* PROBLEM *
From the first entry to the last, copy everything exactly except the pictures.

* RECORD SET *
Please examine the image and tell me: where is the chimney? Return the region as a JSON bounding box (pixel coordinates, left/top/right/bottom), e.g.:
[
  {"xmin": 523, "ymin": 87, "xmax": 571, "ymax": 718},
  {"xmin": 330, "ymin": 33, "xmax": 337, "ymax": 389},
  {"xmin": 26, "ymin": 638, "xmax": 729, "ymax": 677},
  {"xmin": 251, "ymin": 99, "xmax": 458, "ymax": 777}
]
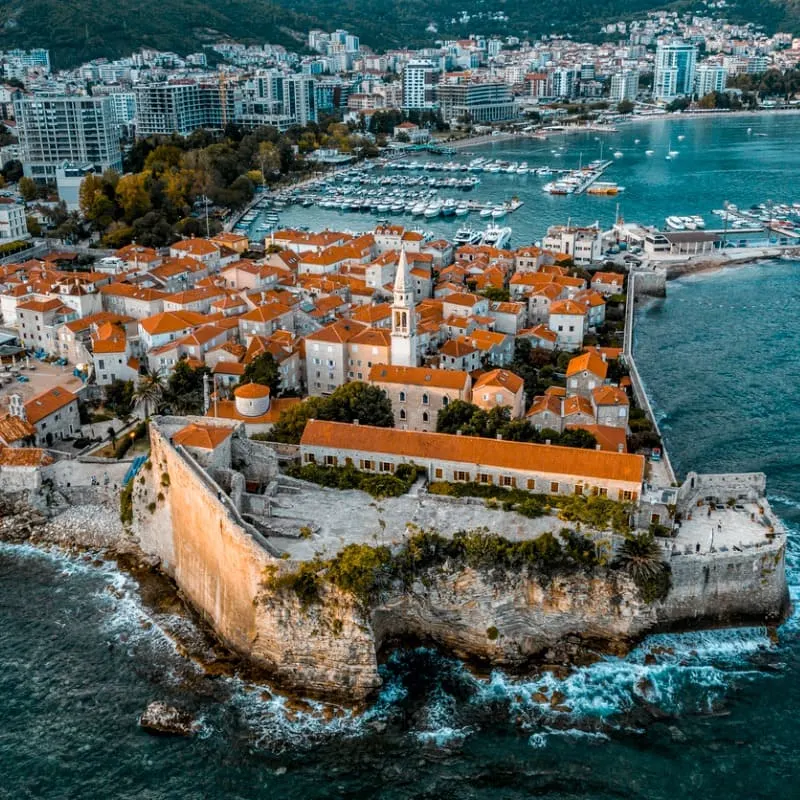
[
  {"xmin": 353, "ymin": 419, "xmax": 359, "ymax": 426},
  {"xmin": 496, "ymin": 433, "xmax": 503, "ymax": 440},
  {"xmin": 596, "ymin": 444, "xmax": 602, "ymax": 451},
  {"xmin": 618, "ymin": 444, "xmax": 624, "ymax": 453},
  {"xmin": 456, "ymin": 429, "xmax": 462, "ymax": 436},
  {"xmin": 545, "ymin": 439, "xmax": 551, "ymax": 445}
]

* OUTPUT FOR THIS EXERCISE *
Please examine the image and tell me: where is the chimney? Return the region as a JSON bounding box (pixel coordinates, left/top/right/bottom), e.g.:
[
  {"xmin": 523, "ymin": 87, "xmax": 571, "ymax": 718},
  {"xmin": 330, "ymin": 33, "xmax": 337, "ymax": 389},
  {"xmin": 26, "ymin": 638, "xmax": 729, "ymax": 677},
  {"xmin": 251, "ymin": 99, "xmax": 458, "ymax": 777}
]
[
  {"xmin": 353, "ymin": 419, "xmax": 359, "ymax": 426},
  {"xmin": 496, "ymin": 433, "xmax": 503, "ymax": 440},
  {"xmin": 596, "ymin": 444, "xmax": 602, "ymax": 451},
  {"xmin": 618, "ymin": 444, "xmax": 624, "ymax": 453},
  {"xmin": 456, "ymin": 429, "xmax": 462, "ymax": 436},
  {"xmin": 545, "ymin": 439, "xmax": 551, "ymax": 445}
]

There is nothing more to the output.